◆ Written exercise ◆
Reproduce every entry below precisely. Pictures are excluded from the copy.

· · · ·

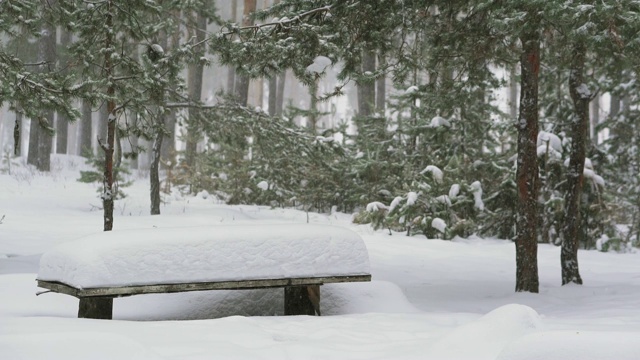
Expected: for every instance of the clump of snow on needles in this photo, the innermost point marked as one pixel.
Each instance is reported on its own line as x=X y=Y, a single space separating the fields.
x=320 y=63
x=375 y=206
x=412 y=197
x=263 y=185
x=454 y=191
x=439 y=121
x=439 y=225
x=435 y=171
x=476 y=188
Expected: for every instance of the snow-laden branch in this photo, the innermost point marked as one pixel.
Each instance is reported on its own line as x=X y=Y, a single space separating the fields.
x=280 y=23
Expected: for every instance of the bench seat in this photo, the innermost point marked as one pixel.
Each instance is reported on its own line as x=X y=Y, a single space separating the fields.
x=296 y=257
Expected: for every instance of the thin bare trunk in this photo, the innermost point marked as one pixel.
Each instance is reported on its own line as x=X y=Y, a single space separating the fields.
x=313 y=107
x=108 y=195
x=282 y=77
x=527 y=169
x=62 y=121
x=154 y=176
x=43 y=127
x=367 y=90
x=195 y=93
x=231 y=74
x=381 y=89
x=242 y=82
x=17 y=134
x=579 y=126
x=86 y=124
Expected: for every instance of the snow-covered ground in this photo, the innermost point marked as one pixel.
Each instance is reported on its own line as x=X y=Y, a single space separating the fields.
x=429 y=299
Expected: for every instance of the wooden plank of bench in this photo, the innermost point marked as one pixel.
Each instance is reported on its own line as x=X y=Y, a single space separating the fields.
x=121 y=291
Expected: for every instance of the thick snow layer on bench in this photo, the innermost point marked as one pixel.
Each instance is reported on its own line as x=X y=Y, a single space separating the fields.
x=205 y=254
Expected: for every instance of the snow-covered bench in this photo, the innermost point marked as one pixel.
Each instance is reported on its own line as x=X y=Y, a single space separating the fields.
x=297 y=257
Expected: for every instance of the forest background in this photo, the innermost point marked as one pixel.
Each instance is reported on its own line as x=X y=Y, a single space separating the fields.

· · · ·

◆ Finished answer ◆
Expected: for every instance of the clump of snow on needles in this photo, the innermost point marked as one pixel.
Each instance is reported on its own line as x=X y=Y, a single space separating the fields.
x=320 y=63
x=375 y=206
x=412 y=197
x=263 y=185
x=454 y=191
x=439 y=121
x=439 y=225
x=435 y=171
x=476 y=188
Expected: for every instance of the snow-laden branch in this photo, the innermost point marked as one pixel.
Each instance is reported on its own line as x=X y=Y, a single space separating the fields.
x=280 y=23
Expected: for every instance of the bench seat in this photo, the innermost point marked as one pixel.
Each instance is reported on its own line as x=X y=Y, a single space separating the fields.
x=296 y=257
Expected: for every instance of the thin bare trunk in this photo, the innermost point marked as one pixel.
Each instance is reported on its own line as x=X y=Y, a single space separating the fields.
x=313 y=107
x=108 y=195
x=282 y=77
x=527 y=169
x=62 y=121
x=154 y=176
x=43 y=127
x=367 y=90
x=195 y=93
x=231 y=74
x=381 y=89
x=242 y=82
x=17 y=134
x=579 y=126
x=86 y=124
Expected: for every instance of the snow-covered ground in this photo, the innermost point marked as one pixel.
Each instance is reported on its own line as x=X y=Y, a single space separating the fields.
x=429 y=299
Expected: for every instance of the wooden plank of bench in this photo, the innermost point marked as one pixel.
Each instance is reported on its own line as x=X y=Y, a single space separating the fields.
x=121 y=291
Expected: for every instance of the thick snow layer on bench in this photo, the innermost point marked as one pixel.
Each instance is reported on its own line as x=X y=Y, a single space separating the fields.
x=205 y=254
Expected: for every instance of the snow-covered bench in this photo, the innermost point marked as one pixel.
Each instance is reported on its own line as x=X y=Y, a single space separating the fields.
x=297 y=257
Expected: for every instance of the forest background in this photo, the innermost point marked as one pixel.
Each instance is reported on its own line as x=X y=Y, a single space separating the fields.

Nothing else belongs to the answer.